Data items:
-----
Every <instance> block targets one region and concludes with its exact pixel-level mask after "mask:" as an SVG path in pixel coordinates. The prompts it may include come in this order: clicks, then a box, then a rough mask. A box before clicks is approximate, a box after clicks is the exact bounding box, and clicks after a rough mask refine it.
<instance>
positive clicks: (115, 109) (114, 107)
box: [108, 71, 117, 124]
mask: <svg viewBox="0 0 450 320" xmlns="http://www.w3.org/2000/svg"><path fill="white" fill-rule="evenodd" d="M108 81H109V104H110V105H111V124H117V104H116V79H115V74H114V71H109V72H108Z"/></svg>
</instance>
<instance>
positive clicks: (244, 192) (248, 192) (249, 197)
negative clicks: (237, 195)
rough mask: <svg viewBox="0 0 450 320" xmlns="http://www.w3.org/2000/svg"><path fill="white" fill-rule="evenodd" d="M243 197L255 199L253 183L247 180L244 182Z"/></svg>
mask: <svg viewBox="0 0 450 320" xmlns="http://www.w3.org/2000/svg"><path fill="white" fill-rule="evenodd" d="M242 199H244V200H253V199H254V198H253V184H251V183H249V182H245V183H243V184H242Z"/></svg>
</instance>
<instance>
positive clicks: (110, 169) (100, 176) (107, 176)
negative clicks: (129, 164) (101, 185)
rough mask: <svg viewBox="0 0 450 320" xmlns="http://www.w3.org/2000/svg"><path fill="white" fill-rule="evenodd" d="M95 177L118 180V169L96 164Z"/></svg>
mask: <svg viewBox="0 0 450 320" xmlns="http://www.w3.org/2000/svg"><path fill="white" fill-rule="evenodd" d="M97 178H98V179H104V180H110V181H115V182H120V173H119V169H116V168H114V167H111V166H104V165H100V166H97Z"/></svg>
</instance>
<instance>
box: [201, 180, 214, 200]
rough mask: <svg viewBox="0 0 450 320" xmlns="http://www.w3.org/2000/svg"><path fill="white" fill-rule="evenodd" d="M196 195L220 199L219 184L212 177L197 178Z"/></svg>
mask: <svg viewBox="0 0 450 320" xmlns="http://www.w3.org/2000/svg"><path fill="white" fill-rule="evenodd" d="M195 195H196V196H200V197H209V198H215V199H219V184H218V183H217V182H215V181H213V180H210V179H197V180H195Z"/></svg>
-----
Repeat each of the entries exactly.

Every <instance> block targets one region and concludes with its exact pixel-level mask after "mask:" as an SVG path in pixel coordinates. The prompts it may include come in this order: clicks, then a box, then a rough mask. A box before clicks is approximate, a box after clicks is the exact bounding box, and clicks after a rough mask refine it.
<instance>
positive clicks: (115, 109) (114, 107)
box: [108, 71, 117, 124]
mask: <svg viewBox="0 0 450 320" xmlns="http://www.w3.org/2000/svg"><path fill="white" fill-rule="evenodd" d="M108 81H109V104H110V105H111V124H117V104H116V79H115V74H114V71H109V72H108Z"/></svg>
</instance>
<instance>
positive clicks: (244, 192) (248, 192) (249, 197)
negative clicks: (237, 195)
rough mask: <svg viewBox="0 0 450 320" xmlns="http://www.w3.org/2000/svg"><path fill="white" fill-rule="evenodd" d="M243 197L255 199L253 183L247 180L244 182Z"/></svg>
mask: <svg viewBox="0 0 450 320" xmlns="http://www.w3.org/2000/svg"><path fill="white" fill-rule="evenodd" d="M242 199H244V200H253V199H254V198H253V184H251V183H249V182H245V183H243V184H242Z"/></svg>
</instance>
<instance>
positive clicks: (110, 169) (100, 176) (107, 176)
negative clicks: (129, 164) (101, 185)
rough mask: <svg viewBox="0 0 450 320" xmlns="http://www.w3.org/2000/svg"><path fill="white" fill-rule="evenodd" d="M95 177L118 180V169L96 164Z"/></svg>
mask: <svg viewBox="0 0 450 320" xmlns="http://www.w3.org/2000/svg"><path fill="white" fill-rule="evenodd" d="M97 178H98V179H104V180H110V181H115V182H120V173H119V169H116V168H114V167H111V166H104V165H100V166H97Z"/></svg>
</instance>
<instance>
box: [201, 180, 214, 200]
rough mask: <svg viewBox="0 0 450 320" xmlns="http://www.w3.org/2000/svg"><path fill="white" fill-rule="evenodd" d="M196 195L220 199L219 184L212 177L197 178Z"/></svg>
mask: <svg viewBox="0 0 450 320" xmlns="http://www.w3.org/2000/svg"><path fill="white" fill-rule="evenodd" d="M195 195H196V196H200V197H209V198H215V199H219V184H218V183H217V182H215V181H213V180H210V179H197V180H195Z"/></svg>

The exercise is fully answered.